* Description of the task *
Copy out the Vibium documentation excerpt below word for word, from the first line through the last.

* Provided passage *
★ ★ ★ ★ ★

You get these IDs by running [`vibium map`](commands/map.md), or by calling
[`vibium find ...`](commands/find.md) which returns a reference for each match.

References are stable across commands as long as the page does not change
substantially. Each `map` or `find` refreshes the current reference set, so
an `@eN` reference only means what it meant in the last result you saw. When
the DOM shifts, run `map` again (or `diff map` to see what moved) to refresh
them.

## Semantic finding

Vibium's `find` subcommands match elements the way a human would describe
them: visible text, form labels, placeholders, ARIA roles. CSS selectors are
intentionally not the primary interface — they are brittle and they don't
match how an agent reads a page.

| Subcommand                          | Matches                                |
| ----------------------------------- | -------------------------------------- |
| `vibium find text "Sign in"`        | Visible text content                   |
| `vibium find label "Email"`         | Inputs whose label is "Email"          |
| `vibium find placeholder "Search"`  | Inputs with that placeholder           |
| `vibium find role button`           | Elements with that ARIA role           |

## Verbs and subverbs

A few Vibium commands are actually small command groups:

- `vibium find` has subcommands `text`, `label`, `placeholder`, `role`.

★ ★ ★ ★ ★

* Collected data *
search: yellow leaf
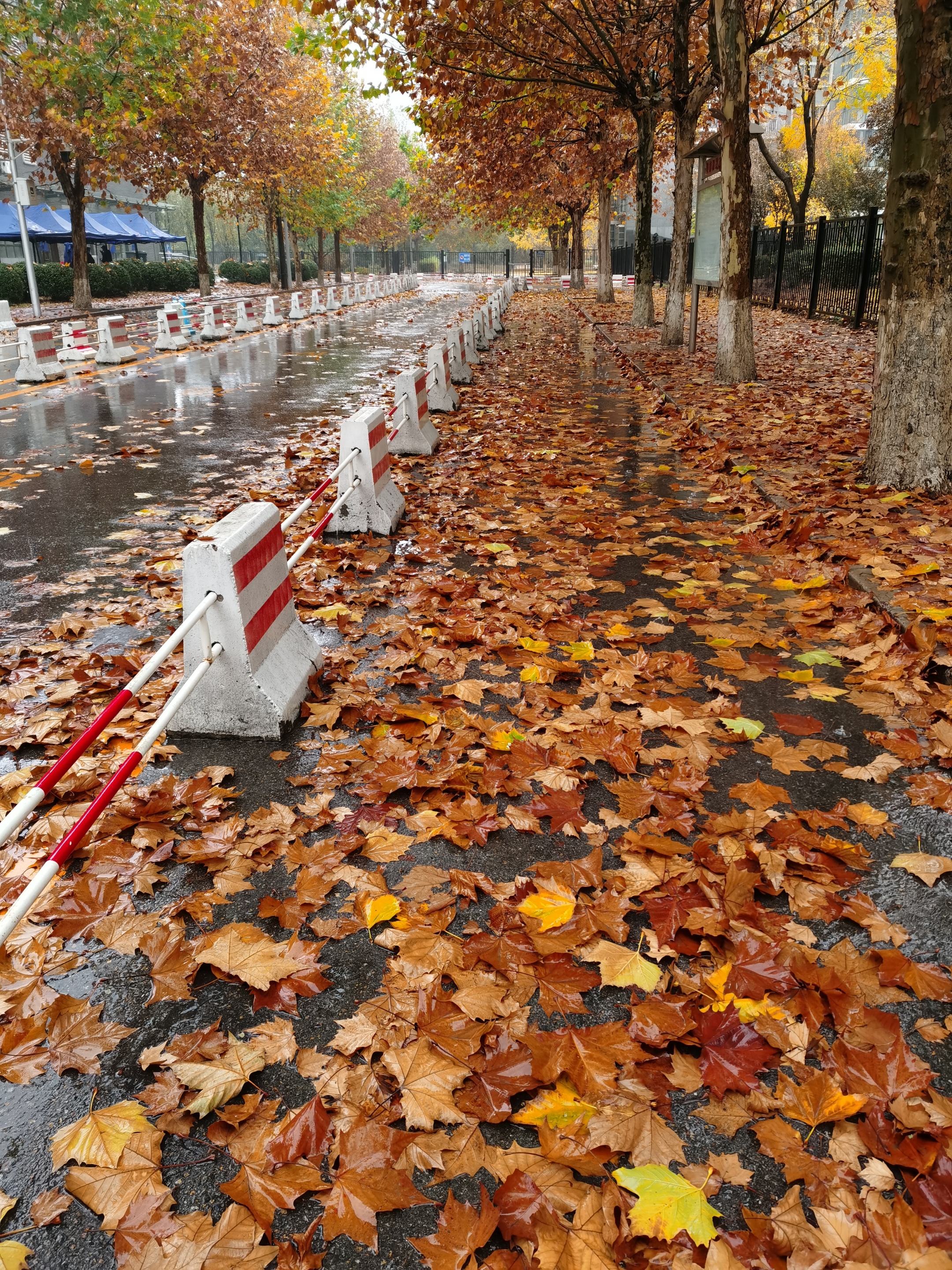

★ ★ ★ ★ ★

* Result of this task *
You get these IDs by running [`vibium map`](commands/map.md), or by calling
[`vibium find ...`](commands/find.md) which returns a reference for each match.

References are stable across commands as long as the page does not change
substantially. Each `map` or `find` refreshes the current reference set, so
an `@eN` reference only means what it meant in the last result you saw. When
the DOM shifts, run `map` again (or `diff map` to see what moved) to refresh
them.

## Semantic finding

Vibium's `find` subcommands match elements the way a human would describe
them: visible text, form labels, placeholders, ARIA roles. CSS selectors are
intentionally not the primary interface — they are brittle and they don't
match how an agent reads a page.

| Subcommand                          | Matches                                |
| ----------------------------------- | -------------------------------------- |
| `vibium find text "Sign in"`        | Visible text content                   |
| `vibium find label "Email"`         | Inputs whose label is "Email"          |
| `vibium find placeholder "Search"`  | Inputs with that placeholder           |
| `vibium find role button`           | Elements with that ARIA role           |

## Verbs and subverbs

A few Vibium commands are actually small command groups:

- `vibium find` has subcommands `text`, `label`, `placeholder`, `role`.